### TASK INSTRUCTIONS
An exact copy of every record is the required answer.

◆ ◆ ◆ ◆ ◆

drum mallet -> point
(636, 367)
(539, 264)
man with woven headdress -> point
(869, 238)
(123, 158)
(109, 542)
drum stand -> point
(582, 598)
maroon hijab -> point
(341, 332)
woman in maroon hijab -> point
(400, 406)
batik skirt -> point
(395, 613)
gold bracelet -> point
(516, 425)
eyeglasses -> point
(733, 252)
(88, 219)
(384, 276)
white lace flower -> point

◆ ◆ ◆ ◆ ◆

### EXPECTED OUTPUT
drum mallet -> point
(636, 367)
(539, 264)
man with woven headdress -> point
(869, 238)
(123, 158)
(109, 542)
drum stand -> point
(582, 598)
maroon hijab -> point
(341, 332)
woman in maroon hijab -> point
(400, 406)
batik skirt -> point
(395, 613)
gold bracelet -> point
(516, 425)
eyeglasses -> point
(733, 252)
(88, 219)
(384, 276)
white lace flower -> point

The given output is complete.